### Instructions to follow:
Gather every line in the items below that contains the string "green". Case counts.

### Given records:
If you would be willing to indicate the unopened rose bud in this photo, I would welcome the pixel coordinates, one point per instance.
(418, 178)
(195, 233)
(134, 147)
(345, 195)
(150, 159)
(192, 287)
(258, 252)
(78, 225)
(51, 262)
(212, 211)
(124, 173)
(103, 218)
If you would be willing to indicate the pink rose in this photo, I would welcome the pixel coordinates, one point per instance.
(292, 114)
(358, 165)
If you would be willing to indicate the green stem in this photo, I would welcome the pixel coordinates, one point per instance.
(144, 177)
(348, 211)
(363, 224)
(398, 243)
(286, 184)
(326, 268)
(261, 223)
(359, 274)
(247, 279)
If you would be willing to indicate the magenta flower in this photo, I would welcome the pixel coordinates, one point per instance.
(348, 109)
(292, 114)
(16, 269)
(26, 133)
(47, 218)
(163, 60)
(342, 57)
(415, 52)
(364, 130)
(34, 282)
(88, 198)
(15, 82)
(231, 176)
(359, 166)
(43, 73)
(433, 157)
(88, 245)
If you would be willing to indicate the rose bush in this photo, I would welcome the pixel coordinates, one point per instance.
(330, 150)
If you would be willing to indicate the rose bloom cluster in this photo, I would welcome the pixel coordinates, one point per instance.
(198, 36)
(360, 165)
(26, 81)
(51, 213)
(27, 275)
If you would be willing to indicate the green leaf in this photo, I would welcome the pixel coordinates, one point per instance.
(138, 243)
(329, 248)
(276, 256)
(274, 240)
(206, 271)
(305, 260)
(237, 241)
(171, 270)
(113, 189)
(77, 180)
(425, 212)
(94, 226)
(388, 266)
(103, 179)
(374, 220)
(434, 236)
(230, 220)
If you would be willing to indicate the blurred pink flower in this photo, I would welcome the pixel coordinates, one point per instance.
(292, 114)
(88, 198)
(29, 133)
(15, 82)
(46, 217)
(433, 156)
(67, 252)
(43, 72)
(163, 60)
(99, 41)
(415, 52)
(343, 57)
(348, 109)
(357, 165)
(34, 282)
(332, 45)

...

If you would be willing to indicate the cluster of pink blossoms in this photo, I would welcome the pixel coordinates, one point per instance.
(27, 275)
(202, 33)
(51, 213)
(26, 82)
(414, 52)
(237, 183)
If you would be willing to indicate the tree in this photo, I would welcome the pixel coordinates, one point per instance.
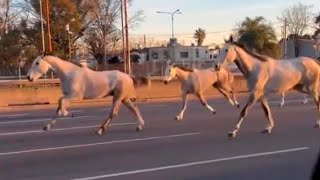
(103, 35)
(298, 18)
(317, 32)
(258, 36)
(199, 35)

### Exercise output:
If you would be willing to indicate the green stem in this photo, I would welcome the pixel coordinates, one point per instance.
If you would be willing to indicate the green leaf in this photo, I would welcome the pixel coordinates, one point per instance.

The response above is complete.